Task: Copy everything from the line containing "A rule for this batch: each instance of the capsized" down to the end of the items, substituting "occurrence" for each "instance" and leaving everything else unchanged.

Data section:
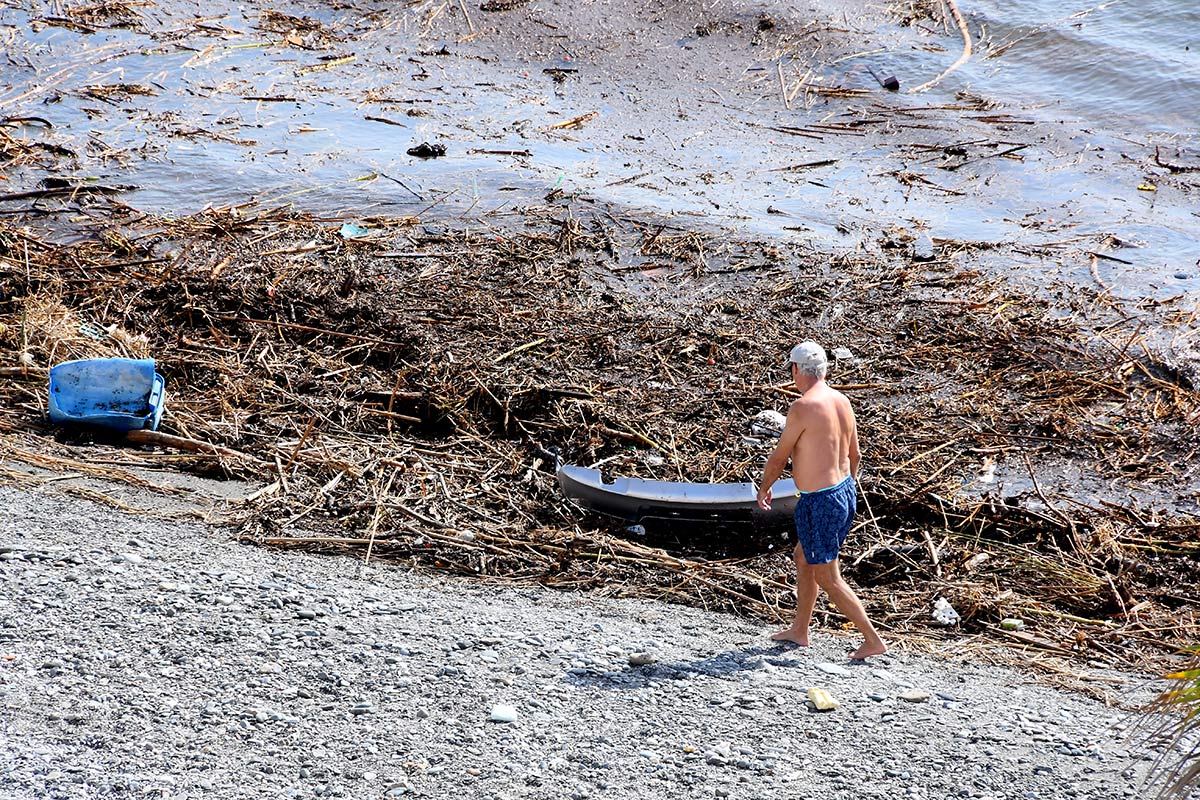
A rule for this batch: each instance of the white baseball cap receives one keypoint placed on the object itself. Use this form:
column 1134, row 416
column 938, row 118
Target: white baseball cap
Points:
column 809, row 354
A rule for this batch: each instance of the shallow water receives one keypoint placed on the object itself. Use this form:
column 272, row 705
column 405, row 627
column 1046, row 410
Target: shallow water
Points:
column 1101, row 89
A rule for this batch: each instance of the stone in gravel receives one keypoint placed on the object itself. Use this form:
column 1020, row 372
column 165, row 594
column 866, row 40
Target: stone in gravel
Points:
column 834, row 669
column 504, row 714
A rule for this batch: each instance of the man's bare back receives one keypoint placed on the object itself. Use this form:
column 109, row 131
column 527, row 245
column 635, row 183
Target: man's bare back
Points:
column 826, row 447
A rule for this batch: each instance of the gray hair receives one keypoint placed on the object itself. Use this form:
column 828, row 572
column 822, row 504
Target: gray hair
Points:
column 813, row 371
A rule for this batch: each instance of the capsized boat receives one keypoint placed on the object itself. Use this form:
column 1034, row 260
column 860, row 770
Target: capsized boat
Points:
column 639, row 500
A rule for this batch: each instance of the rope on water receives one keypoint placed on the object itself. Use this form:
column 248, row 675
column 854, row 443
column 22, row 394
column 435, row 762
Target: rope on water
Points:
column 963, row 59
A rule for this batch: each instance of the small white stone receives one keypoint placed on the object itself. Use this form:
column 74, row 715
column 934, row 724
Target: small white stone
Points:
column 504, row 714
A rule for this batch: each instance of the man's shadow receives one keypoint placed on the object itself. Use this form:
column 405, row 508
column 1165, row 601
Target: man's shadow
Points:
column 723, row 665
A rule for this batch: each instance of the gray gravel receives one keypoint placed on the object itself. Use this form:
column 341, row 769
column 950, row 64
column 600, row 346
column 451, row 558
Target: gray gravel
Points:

Response to this task:
A rule for this batch: each occurrence of the capsized boat receives one keypoint placed on the object itself. Use this form:
column 1034, row 260
column 860, row 770
Target: capsized boat
Points:
column 639, row 500
A rule for this batch: each occurrence of the rope on water receives one keypoint placed on the object itself. Use this form:
column 248, row 675
column 854, row 443
column 22, row 394
column 435, row 762
Target: rope on water
Points:
column 963, row 59
A rule for this batch: each occurrence of the small white stone receives one keypoint placed on the object itself. Use this form:
column 74, row 715
column 934, row 724
Target: small white stone
Points:
column 504, row 714
A rule for this batch: each occurrence of the man's shadow receives one keypoint placed on the object itself. Use this form:
column 405, row 508
column 1165, row 601
Target: man's shadow
Points:
column 723, row 665
A rule for this batch: each occurrence of the gray gravel receives one keypoint placed on the object itself. Use this form:
column 341, row 769
column 950, row 64
column 600, row 346
column 451, row 558
Target: gray gravel
Points:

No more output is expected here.